TEXTE CITÉ:
○ ○ ○ ○ ○ ○ ○
Merci à Sébastien pour la rédaction de cet article pour Protegor.net !

Des statistiques régulièrement renouvelées confirment chaque fois la tendance en matière de cambriolage : dans environ 80% des cambriolages avec effraction, c’est la porte d’entrée qui a été visée. J’ai récemment réalisé moi-même un rapide sondage auprès de quelques dizaines de serruriers que je côtoie, de par mes activités professionnelles et mes hobbies. Celui-ci précise la situation : plus de 50% des effractions constatées concernent une attaque au niveau de la serrure elle-même et donc de sa pièce maîtresse, le cylindre. Dans ce cas, la première méthode utilisée est la casse du cylindre (78%), devant l’arrachage (11%) et le perçage (11%). Enfin, une tendance actuellement limitée, mais en hausse, concerne des intrusions sans trace flagrante d’effraction (je décris brièvement ces méthodes plus bas). En résumé, lorsqu’il est question de sécurisation physique du domicile, la serrurerie tient une place prépondérante. Pourtant, nous sommes peu à connaître réellement le fonctionnement (et donc le niveau réel de sécurité) de nos serrures que nous utilisons quotidiennement sans y prêter vraiment attention.

Je livre dans cet article le regard d’un passionné de serrurerie, et plus particulièrement « d’ouverture fine » – passion que je pratique depuis une quinzaine d’années – sur la sécurisation physique de nos domiciles. Le but est de sensibiliser le lecteur quant à la vulnérabilité réelle de ses équipements, et de l’informer des failles de sécurité méconnues du grand public, pour le guider dans le choix de son matériel.

Serrures : fonctionnement, vulnérabilités, parades

Il existe une grande variété de serrures, qui diffèrent par leur forme et leur fonctionnement. Votre serrure peut être « à larder » avec crémone ou pêne(s) dormant(s), en applique, ou carénée. Son appellation dépend alors du type d’installation, soit apparente sur la face intérieure de la porte, soit encastrée dans la porte elle-même. La serrure de votre porte peut également être dite « à goupilles », « pompe », ou encore « à gorges ». Ces différences concernent cette fois le mécanisme utilisé par la serrure pour « reconnaître » la clé. Quoiqu’il en soit, le principe est toujours le même : solidariser plus ou moins la porte à ses montants, voire également au sol. Ces éléments de fixation sont généralement actionnés par la rotation de la clé, qui est insérée soit dans la serrure elle-même, soit dans un cylindre amovible fixée à celle-ci.

Dans la pratique, les serrures équipées de cylindres « à goupilles » sont de loin les plus répandues. Ce sont aussi les plus attaquées et il y a de grandes chances que votre porte en soit équipée ! Il convient alors d’en connaître le fonctionnement et les faiblesses, pour analyser le niveau de sécurité réel de votre porte.

I. Fonctionnement des serrures à goupilles.

Les cylindres à goupilles sont composés de 2 éléments principaux : une partie fixe appelée « stator », solidarisée à la porte par une vis, et une partie mobile, appelée « rotor » dans laquelle s’insère la clé. En effectuant un tour complet, le rotor entraîne le « panneton », lequel permet de rétracter le(s) penne(s) de la serrure, et donc de désolidariser la porte de ses montants. Le rotor est entravé par (sauf rares exceptions) un minimum de 5 goupilles « passives », montées sur ressort, qui lui interdisent de tourner librement à l’intérieur du stator. Sur ces goupilles passives sont disposées des goupilles « actives », de tailles différentes, créant une combinaison.
○ ○ ○ ○ ○ ○ ○
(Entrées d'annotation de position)
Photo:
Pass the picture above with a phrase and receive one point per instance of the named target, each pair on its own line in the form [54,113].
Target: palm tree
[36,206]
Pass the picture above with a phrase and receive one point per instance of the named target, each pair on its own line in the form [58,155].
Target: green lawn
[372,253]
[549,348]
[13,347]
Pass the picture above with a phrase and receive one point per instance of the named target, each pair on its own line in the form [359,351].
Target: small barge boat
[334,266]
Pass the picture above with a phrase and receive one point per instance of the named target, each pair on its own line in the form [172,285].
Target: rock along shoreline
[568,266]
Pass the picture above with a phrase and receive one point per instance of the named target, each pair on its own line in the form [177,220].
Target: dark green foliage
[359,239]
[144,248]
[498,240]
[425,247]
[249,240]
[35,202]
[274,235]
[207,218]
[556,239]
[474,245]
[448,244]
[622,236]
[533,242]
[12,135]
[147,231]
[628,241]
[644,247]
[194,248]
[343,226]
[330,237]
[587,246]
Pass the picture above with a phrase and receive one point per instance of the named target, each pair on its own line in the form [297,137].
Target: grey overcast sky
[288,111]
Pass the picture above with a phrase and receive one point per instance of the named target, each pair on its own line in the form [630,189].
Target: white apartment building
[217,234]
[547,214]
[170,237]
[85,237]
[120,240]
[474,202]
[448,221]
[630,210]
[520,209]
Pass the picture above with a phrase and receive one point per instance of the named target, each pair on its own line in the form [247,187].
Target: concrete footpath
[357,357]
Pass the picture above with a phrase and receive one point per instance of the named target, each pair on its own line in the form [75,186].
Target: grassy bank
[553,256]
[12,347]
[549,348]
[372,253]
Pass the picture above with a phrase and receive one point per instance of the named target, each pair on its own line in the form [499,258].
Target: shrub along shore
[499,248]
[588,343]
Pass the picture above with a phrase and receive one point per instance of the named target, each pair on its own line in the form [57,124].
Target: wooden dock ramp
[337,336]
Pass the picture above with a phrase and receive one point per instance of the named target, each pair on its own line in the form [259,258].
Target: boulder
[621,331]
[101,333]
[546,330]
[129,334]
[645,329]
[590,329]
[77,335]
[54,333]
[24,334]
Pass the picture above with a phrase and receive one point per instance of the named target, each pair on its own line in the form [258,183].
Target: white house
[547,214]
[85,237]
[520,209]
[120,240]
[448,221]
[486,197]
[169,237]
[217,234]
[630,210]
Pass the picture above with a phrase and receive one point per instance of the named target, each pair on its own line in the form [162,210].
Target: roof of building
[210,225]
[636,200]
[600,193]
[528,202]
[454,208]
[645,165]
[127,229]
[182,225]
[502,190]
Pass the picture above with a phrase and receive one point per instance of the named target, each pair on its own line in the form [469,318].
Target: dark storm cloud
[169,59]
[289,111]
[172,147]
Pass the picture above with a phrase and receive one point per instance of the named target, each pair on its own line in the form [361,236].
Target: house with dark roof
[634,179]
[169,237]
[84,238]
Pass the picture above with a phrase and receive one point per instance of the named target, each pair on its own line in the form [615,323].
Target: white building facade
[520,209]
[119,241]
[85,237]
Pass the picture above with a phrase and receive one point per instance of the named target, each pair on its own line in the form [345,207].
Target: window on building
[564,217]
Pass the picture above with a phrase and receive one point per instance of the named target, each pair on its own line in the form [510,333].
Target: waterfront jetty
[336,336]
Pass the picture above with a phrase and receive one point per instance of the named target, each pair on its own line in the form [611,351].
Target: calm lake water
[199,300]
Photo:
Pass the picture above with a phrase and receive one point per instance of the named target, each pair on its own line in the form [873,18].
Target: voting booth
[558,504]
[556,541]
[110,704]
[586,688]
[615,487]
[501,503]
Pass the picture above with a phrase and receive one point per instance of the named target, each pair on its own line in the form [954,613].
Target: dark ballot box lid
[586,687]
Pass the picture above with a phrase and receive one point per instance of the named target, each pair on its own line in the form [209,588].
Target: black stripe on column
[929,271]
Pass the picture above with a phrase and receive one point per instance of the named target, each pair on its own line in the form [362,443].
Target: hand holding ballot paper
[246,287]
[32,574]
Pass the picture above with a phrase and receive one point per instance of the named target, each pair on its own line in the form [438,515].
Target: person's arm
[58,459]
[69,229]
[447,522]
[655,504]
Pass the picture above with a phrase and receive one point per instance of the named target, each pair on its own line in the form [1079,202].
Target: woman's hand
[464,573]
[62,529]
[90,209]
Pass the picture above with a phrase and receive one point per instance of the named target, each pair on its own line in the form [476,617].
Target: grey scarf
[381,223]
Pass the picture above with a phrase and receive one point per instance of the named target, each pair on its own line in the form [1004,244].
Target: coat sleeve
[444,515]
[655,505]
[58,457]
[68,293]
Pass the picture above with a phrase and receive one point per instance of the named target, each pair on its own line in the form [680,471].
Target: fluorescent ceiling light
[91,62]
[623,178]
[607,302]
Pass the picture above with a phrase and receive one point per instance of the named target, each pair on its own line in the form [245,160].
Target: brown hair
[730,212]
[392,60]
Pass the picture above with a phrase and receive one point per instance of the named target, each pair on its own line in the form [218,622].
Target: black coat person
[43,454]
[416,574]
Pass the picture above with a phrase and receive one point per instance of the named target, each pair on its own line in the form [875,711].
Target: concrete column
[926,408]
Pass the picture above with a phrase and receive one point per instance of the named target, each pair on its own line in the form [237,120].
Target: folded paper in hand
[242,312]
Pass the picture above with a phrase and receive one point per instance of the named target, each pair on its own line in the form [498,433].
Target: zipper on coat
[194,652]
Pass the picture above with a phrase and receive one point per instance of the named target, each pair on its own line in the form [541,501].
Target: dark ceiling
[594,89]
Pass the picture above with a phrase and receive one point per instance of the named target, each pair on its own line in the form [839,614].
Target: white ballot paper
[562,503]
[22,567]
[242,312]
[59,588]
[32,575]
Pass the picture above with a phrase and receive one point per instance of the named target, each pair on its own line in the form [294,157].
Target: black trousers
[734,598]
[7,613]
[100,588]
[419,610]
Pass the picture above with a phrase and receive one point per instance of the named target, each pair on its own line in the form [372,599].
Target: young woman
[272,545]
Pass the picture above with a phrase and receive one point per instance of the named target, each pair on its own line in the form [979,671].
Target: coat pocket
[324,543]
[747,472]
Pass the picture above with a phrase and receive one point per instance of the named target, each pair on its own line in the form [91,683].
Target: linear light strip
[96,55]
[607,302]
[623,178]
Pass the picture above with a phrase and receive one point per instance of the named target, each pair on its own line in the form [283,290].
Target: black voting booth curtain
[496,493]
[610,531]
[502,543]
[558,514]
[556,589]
○ ○ ○ ○ ○ ○ ○
À FAIRE:
1. Affiche toutes les lignes des entrées qui contiennent le mot "paper".
2. Prolonge l'article sur les serrures à partir de sa dernière phrase.

RÉPONSES PAR TÂCHE:
1.
Target: hand holding ballot paper
Target: folded paper in hand
Target: white ballot paper

2.
Autopsie d’un cylindre à goupilles

Lorsqu’une clé présentant la bonne « combinaison » est insérée dans le rotor, chacune des goupilles « actives » est abaissée à la bonne profondeur, repoussant ainsi les goupilles « passives » à l’intérieur du stator.

Schéma cylindre avec et sans clé insérée

L’entrave du rotor est alors retirée, et celui-ci peut tourner librement, permettant au panneton de rétracter le penne. En résumé, le cœur de la sécurité d’une serrure (et donc accessoirement de votre domicile) repose …. sur ça :

5 goupilles pour la protection du domicile …

II. Vulnérabilités, méthode d’attaque et parades

Voyons à présent les vulnérabilités de ce système, les différents types d’attaques rangées par ordre de probabilité, et les parades possibles

Vulnérabilité 1
Chaque cylindre de ce type dit « à profil européen » est fixé à la serrure de la porte par une vis, insérée dans un trou taraudé dans le stator. Cela constitue un point de fragilité important. Il arrive régulièrement que les cylindres dépassent légèrement des portes.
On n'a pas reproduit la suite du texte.